# Start of Text

# Another Shun Kramer Refurb



## Dave Martell (Jun 20, 2015)

I could just kick my ass for neglecting to shoot before pictures of this knife. It was a real nice repair job - almost 1/2" of the tip was gone and the edge was wrecked. The owner requested that I, "_thin and resharpen the knife back to it's original glory_". The poor guy was a victim, he didn't even own the damage, others did it. Anyway, it sure would have made for great before pictures, too bad I'm in too much of a hurry today.


----------



## knyfeknerd (Jun 20, 2015)

More Martell magic! 
Hey Dave, are you still using PCB etchant from Radio Shack? With all the shax closing around town, I'm having a hard time finding it!


----------



## Dave Martell (Jun 20, 2015)

knyfeknerd said:


> More Martell magic!



Thanks Chris!




knyfeknerd said:


> Hey Dave, are you still using PCB etchant from Radio Shack? With all the shax closing around town, I'm having a hard time finding it!



I'm using the same stuff from the same company that supplies RS but I now buy it by the gallon (or 4l or whatever size). Shoot me a PM and I'll hook you up with the source.


----------



## Godslayer (Jun 20, 2015)

That's awesome. Is it a short chefs or a really tall petty. Either way great job. It really pops


----------

# End of Text

Revise the Shun Kramer thread from "I could just" up to and including "a hurry today.", putting "restoration job" in place of "repair job". You won't need the records that come next.

# Start of Dataset

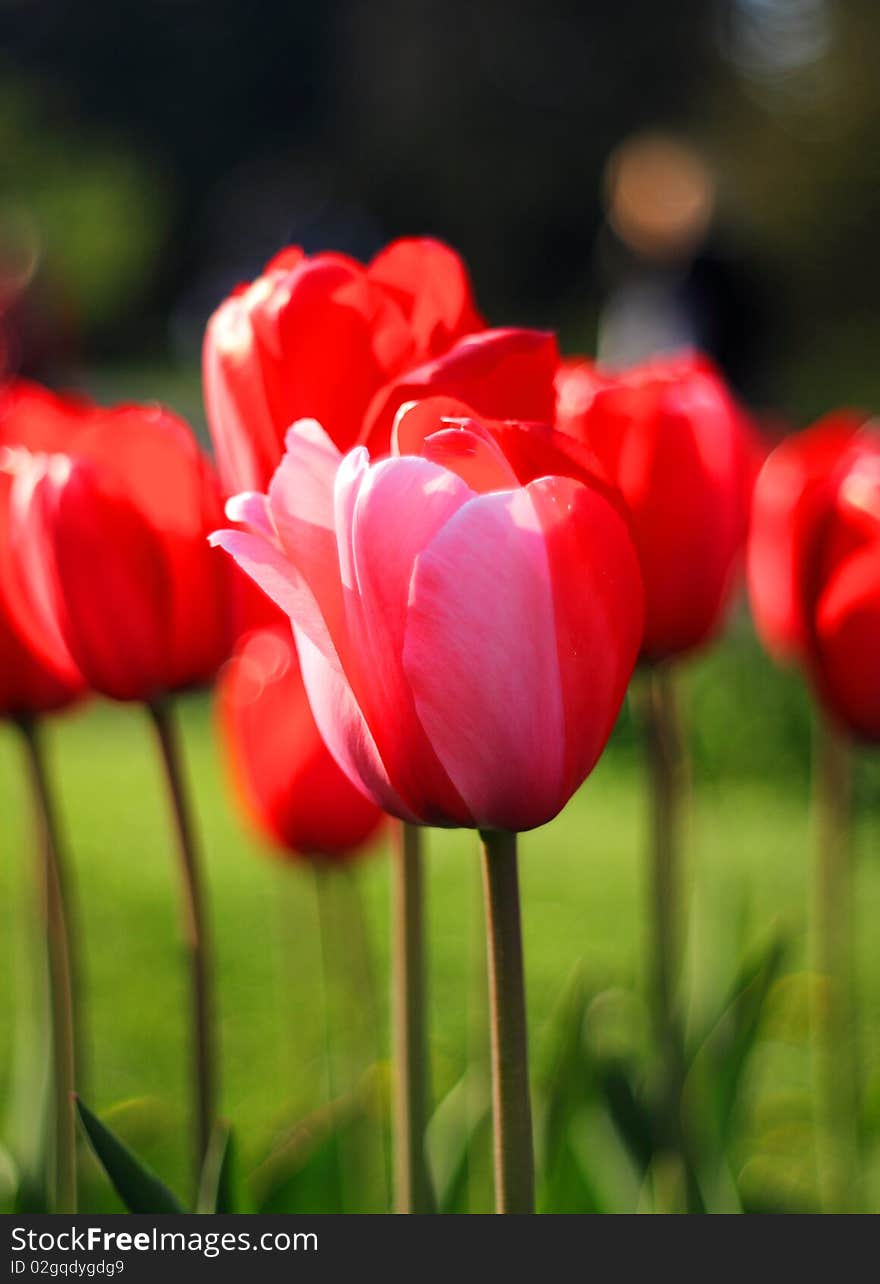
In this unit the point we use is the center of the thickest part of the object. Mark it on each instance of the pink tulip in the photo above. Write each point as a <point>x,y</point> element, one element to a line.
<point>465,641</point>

# End of Dataset
# Start of Dataset

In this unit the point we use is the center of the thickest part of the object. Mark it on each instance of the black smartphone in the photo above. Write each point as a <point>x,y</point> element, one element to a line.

# End of Dataset
# Start of Dataset

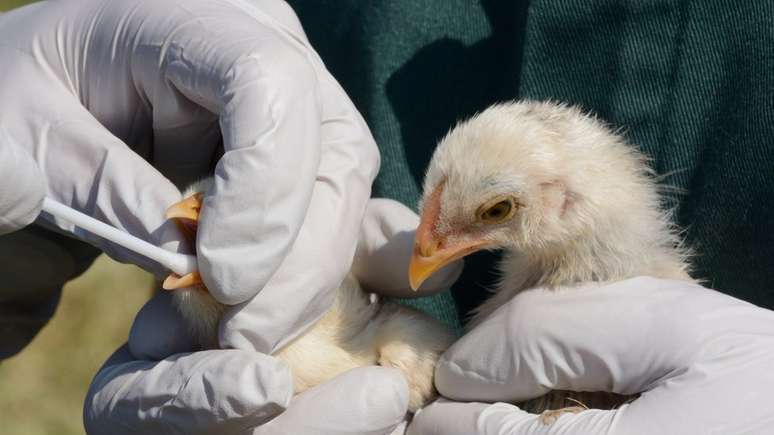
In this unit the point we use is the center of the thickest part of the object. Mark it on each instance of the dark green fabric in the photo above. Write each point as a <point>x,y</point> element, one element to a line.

# End of Dataset

* Response for this exercise:
I could just kick my ass for neglecting to shoot before pictures of this knife. It was a real nice restoration job - almost 1/2" of the tip was gone and the edge was wrecked. The owner requested that I, "_thin and resharpen the knife back to it's original glory_". The poor guy was a victim, he didn't even own the damage, others did it. Anyway, it sure would have made for great before pictures, too bad I'm in too much of a hurry today.